In the passage about the Oury Jalloh case, which court overturned the acquittal of the police officers?

### [TEXT BLOCK]
-- begin --

In the early hours of 7 January 2005, Oury Jalloh, a man seeking asylum from Sierra Leone, was apprehended by German police authorities in Dessau and shackled by his hands and feet to the floor of a cell furnished with nothing other than a fireproof mattress. Several hours later a fire broke out in the holding facility. Police authorities neglected to respond to fire alarms in a timely manner, and Oury Jalloh was left to burn to death in his cell. Three years later two of the police officers on duty at the time of the incident were prosecuted on charges of wrongful death. The defense argued that Oury Jalloh had intentionally set himself alight with a cigarette lighter concealed in his clothing. After a trial lasting over fifty days, the police officers were acquitted of any wrongdoing.

The Initiative Oury Jalloh, an organization founded by friends and family of the deceased, appealed the verdict, insisting that the trial in Dessau had been mishandled. Five years to the day of Oury Jalloh’s death, the Federal Court of Justice in Karlsruhe overturned the verdict and re-opened the case against the police. This unprecedented decision brought urgent attention to the contentious triangle of asylum policy, racism, and police brutality in Germany and in the European Union as a whole.

The Most Unsatisfied Town by Amy Evans

Since his arrival in Germany as a refugee, Laurence has tried to do everything right, taking the kind of job no national would ever want and making friends with his neighbors, even the families of those who tease his children in school. He’s found the formula for survival, or so he thinks, until one day his closest friend mysteriously disappears. When the body turns up charred beyond recognition, a search for those responsible begins, forcing Laurence to take a closer look at the town he was so ready to call home.

Development of The Most Unsatisfied Town began in September 2009 at the ICI Berlin Institute of Cultural Inquiry and involved direct contact with activists working on the case, including Carl von Ossietzky award recipient Mouctar Bah and Yonas Endrias, Vice President of the Internationale Liga für Menschenrechte. A rough draft of the script was presented to the public in December 2009 at an open workshop hosted by the ICI Berlin, where audience members were encouraged to share their feedback on the work-in-progress. A revised draft of the play incorporating that feedback was presented to the public as a staged reading in April 2010. The script will be published in 2015 by Edition Assemblage as part of Witnessed, a series of new books chronicling the Black experience in Germany.

-- end --

### [SUPPLIED DATA]
-- begin --

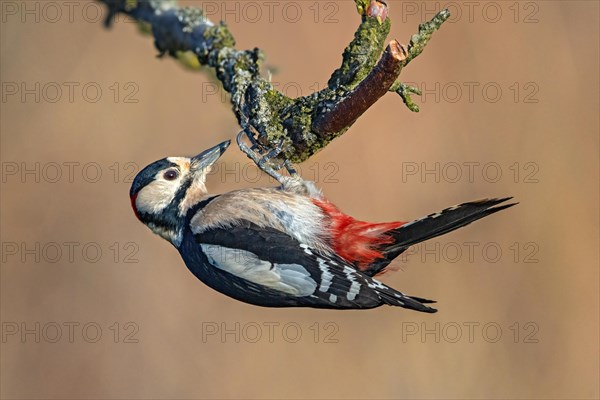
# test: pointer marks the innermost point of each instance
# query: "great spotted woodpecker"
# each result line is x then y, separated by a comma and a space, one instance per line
284, 246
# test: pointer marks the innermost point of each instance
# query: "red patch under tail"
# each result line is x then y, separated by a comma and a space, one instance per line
356, 241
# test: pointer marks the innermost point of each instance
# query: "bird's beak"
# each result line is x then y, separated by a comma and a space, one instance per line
208, 157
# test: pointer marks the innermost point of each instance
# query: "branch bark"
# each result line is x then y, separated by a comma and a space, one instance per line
368, 91
303, 125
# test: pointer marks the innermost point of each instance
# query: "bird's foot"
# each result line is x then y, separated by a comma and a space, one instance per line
267, 159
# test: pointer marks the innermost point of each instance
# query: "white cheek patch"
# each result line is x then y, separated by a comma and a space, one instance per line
194, 194
156, 196
292, 279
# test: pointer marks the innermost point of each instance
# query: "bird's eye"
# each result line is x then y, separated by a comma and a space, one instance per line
171, 174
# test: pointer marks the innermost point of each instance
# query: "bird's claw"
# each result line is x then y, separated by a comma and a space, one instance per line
265, 158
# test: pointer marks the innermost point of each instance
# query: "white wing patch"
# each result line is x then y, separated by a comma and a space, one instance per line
292, 279
326, 276
355, 286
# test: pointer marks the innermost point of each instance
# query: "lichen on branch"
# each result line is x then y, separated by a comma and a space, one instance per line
301, 126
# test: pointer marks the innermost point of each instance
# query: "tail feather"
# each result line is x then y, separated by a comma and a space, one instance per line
392, 297
433, 225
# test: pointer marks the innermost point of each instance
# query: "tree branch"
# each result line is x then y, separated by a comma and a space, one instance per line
301, 126
368, 91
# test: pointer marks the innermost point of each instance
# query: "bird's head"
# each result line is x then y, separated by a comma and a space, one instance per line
163, 192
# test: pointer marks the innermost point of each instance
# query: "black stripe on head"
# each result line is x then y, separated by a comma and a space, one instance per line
169, 218
146, 175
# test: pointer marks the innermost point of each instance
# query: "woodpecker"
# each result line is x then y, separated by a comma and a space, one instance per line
284, 246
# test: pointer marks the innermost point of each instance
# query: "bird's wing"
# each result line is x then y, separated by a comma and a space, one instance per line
273, 259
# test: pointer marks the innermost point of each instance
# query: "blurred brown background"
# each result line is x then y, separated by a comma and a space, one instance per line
512, 90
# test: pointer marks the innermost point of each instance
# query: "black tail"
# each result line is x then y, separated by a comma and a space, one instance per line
392, 297
433, 225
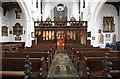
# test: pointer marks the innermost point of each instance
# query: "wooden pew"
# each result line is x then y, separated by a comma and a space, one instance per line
96, 66
12, 46
16, 67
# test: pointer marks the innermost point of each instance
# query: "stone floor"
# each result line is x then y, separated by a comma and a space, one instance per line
62, 67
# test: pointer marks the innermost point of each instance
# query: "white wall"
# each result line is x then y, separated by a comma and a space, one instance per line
11, 21
119, 25
107, 10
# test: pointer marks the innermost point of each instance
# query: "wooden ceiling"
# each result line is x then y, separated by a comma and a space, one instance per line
7, 6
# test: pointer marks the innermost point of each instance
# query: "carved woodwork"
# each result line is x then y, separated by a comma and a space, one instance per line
7, 6
72, 32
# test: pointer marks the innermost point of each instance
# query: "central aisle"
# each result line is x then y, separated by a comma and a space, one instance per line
62, 67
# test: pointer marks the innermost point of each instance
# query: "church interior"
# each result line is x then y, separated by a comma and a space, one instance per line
59, 39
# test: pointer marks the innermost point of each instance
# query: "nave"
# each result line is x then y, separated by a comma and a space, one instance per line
84, 61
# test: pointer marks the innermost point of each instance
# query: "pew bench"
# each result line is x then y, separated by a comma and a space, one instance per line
17, 64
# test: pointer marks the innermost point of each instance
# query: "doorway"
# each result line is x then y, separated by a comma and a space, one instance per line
60, 39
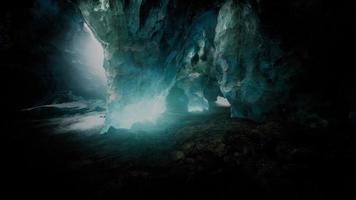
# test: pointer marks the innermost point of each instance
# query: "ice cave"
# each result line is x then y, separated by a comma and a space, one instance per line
178, 99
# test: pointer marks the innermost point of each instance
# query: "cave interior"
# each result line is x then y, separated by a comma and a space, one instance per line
178, 99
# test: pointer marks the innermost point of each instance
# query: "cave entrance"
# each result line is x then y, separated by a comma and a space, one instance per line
94, 54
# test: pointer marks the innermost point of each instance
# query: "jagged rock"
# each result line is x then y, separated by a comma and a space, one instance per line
152, 46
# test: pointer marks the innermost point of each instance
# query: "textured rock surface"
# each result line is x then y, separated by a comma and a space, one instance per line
151, 46
250, 71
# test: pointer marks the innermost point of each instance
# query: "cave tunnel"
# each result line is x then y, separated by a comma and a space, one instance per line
178, 99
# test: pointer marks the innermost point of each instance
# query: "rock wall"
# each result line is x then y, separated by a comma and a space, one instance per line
151, 46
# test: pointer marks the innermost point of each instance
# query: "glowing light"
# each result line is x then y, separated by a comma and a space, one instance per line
94, 54
222, 102
195, 109
144, 111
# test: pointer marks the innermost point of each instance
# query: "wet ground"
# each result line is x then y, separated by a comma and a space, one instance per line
57, 152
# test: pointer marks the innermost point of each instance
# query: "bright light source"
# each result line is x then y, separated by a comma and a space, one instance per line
95, 55
144, 111
222, 102
195, 109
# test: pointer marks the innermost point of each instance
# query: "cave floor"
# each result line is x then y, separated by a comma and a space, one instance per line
202, 156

-- end --

### [SOLUTION TO THIS PROBLEM]
The Federal Court of Justice in Karlsruhe.